Take the line that contains "Reviewer note: check that every instance of the freestanding" as the first line and the last line of the material below as the final one; reproduce exactly the lines between, inclusive.

■ ■ ■

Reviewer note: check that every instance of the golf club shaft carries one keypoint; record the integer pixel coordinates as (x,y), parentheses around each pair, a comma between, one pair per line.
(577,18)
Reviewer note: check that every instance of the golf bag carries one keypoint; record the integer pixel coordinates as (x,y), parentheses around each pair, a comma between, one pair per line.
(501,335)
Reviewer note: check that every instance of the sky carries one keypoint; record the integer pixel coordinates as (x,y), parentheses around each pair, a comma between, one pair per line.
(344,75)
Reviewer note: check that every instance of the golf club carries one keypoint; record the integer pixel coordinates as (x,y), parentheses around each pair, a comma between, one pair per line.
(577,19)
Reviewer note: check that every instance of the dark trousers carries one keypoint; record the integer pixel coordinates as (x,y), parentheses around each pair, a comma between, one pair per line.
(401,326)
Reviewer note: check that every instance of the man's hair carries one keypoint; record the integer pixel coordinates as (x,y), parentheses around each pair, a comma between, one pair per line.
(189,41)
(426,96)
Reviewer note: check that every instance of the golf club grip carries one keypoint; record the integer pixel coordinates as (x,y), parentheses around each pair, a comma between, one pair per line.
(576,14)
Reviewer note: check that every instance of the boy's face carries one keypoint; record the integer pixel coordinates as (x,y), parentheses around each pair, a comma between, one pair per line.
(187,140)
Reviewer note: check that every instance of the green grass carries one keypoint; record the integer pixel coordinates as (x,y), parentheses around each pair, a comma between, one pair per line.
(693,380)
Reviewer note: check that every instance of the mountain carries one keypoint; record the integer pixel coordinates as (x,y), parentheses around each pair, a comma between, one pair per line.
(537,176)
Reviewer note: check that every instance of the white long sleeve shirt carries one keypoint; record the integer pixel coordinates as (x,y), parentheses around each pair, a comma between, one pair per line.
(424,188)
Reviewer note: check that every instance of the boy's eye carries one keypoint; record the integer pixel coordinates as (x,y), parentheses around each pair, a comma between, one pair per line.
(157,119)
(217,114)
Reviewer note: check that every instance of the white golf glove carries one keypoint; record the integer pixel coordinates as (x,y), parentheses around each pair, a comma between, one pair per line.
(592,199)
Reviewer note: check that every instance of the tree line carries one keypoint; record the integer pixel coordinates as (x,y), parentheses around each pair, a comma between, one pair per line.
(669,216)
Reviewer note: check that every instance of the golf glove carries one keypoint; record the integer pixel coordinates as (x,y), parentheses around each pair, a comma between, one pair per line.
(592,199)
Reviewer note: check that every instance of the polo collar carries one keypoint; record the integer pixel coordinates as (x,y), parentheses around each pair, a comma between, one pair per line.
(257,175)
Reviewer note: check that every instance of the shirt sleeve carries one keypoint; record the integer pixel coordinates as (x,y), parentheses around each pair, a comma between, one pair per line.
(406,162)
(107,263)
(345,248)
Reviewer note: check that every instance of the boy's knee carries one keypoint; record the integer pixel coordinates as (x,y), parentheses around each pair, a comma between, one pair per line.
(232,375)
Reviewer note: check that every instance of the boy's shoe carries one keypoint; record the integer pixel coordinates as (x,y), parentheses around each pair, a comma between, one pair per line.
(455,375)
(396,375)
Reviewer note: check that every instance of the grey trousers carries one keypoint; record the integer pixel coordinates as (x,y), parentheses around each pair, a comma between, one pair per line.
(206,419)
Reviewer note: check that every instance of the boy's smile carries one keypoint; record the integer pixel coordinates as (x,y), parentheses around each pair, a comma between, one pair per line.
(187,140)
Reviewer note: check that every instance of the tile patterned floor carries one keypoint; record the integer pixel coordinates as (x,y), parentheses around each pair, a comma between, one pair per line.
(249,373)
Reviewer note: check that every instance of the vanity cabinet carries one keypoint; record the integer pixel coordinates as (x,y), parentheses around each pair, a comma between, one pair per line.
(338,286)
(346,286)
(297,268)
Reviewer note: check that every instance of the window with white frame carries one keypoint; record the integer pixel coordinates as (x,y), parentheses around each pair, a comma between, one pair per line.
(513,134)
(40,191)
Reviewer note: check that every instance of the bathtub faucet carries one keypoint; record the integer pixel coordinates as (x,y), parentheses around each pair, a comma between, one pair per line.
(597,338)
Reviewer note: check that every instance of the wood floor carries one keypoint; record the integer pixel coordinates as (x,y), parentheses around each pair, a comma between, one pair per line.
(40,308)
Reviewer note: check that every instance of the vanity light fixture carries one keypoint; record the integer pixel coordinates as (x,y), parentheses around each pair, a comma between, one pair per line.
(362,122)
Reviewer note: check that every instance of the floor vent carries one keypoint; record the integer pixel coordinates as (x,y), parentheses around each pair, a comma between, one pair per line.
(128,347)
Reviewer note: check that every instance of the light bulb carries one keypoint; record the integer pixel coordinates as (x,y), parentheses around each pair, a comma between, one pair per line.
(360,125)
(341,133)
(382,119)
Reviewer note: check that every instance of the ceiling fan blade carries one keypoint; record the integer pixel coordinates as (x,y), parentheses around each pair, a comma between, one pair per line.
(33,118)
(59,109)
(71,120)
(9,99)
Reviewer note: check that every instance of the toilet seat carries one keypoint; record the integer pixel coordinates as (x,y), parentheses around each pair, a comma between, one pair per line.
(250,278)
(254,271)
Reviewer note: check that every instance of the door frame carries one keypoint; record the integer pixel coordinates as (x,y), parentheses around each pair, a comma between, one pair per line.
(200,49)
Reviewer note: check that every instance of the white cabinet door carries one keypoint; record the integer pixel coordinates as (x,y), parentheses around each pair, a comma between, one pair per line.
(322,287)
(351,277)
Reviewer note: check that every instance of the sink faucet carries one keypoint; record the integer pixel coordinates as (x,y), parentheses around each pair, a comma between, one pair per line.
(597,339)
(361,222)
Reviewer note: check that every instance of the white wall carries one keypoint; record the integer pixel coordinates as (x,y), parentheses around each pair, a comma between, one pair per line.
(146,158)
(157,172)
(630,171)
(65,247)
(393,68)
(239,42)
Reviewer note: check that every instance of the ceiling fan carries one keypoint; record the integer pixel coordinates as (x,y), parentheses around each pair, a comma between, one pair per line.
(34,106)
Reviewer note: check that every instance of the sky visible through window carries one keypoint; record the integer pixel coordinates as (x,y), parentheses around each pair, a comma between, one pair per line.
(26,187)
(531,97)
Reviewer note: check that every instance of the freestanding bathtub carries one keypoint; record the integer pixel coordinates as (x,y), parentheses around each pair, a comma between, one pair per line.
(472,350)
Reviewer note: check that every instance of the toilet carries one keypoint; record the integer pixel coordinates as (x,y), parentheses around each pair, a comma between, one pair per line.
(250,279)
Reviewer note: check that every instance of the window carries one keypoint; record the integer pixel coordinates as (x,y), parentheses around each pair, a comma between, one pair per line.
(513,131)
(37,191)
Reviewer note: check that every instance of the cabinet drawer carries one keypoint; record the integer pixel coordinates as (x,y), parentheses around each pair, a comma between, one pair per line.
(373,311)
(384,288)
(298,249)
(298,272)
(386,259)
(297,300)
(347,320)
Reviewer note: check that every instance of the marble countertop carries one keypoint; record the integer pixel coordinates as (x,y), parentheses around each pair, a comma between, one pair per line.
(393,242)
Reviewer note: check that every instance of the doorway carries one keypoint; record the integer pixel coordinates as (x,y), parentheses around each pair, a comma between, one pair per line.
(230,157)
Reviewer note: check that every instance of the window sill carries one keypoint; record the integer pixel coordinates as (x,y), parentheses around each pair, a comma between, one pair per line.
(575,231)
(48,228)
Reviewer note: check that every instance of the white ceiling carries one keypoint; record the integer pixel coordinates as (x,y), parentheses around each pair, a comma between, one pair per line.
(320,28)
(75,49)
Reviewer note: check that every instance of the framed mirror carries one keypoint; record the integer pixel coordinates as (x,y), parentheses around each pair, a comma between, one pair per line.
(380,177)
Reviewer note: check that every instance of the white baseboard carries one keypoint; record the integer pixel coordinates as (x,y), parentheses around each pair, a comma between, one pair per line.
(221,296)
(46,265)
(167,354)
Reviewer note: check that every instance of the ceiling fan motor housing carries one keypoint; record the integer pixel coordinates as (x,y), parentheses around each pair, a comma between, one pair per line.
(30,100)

■ ■ ■

CORRECT OUTPUT:
Reviewer note: check that every instance of the freestanding bathtub carries one keypoint; record the integer pixel coordinates as (x,y), parentheses around each pair, a comma between, one pair per line.
(472,350)
Reviewer note: check that every instance of the toilet carries one keypoint; record the integer pixel coordinates as (x,y), parentheses around each pair, a comma between, one pair per line.
(250,279)
Reviewer note: check that every instance of the window carries one keypoint; record the integer pixel coordinates as (x,y), parentheses around each pair, a comma between, one pair per line.
(513,131)
(37,191)
Reviewer note: check that every instance of the cabinet drawer carries one keypoint; record the integer pixel coordinates as (x,y), parentheses around each pair, a comma between, one pair per line.
(373,311)
(384,288)
(298,249)
(298,272)
(386,259)
(297,300)
(347,320)
Reviewer note: check that every instance of the marble countertop carries one keypoint; record the integer pixel coordinates as (x,y), parentheses around each pair, a comma between, one pair per line.
(393,242)
Reviewer note: check that every instance of the doorway carries one keypoint; record the integer pixel coordinates as (x,y), parentheses around each pair, a comma between, one pair per line.
(230,157)
Reviewer note: check that every instance of the window sill carries one keypoint; record the integer pixel coordinates as (x,y), parentheses around each pair, a comma between, one pair per line.
(575,231)
(48,228)
Reviewer note: check that every instance of the white ceiling carries one keypoint; record the integer pixel coordinates as (x,y), parentheses around each pair, a comma between, one pair per line.
(320,28)
(75,49)
Reviewer note: check that every instance of the framed mirror carries one keypoint; record the integer pixel coordinates as (x,y), parentheses around each pair, a comma between, one pair per line.
(380,177)
Reviewer note: check that every instance of the white baseboard carries one keypoint; record the integer pixel coordinates as (x,y), parentheses around each pair, a comma between, one pair per line.
(221,296)
(46,265)
(167,354)
Reviewer note: check that every instance of the ceiling fan motor housing carries one keypoint; record the integer pixel coordinates as (x,y), parentheses around each pair, a comma between, one pair per line.
(30,100)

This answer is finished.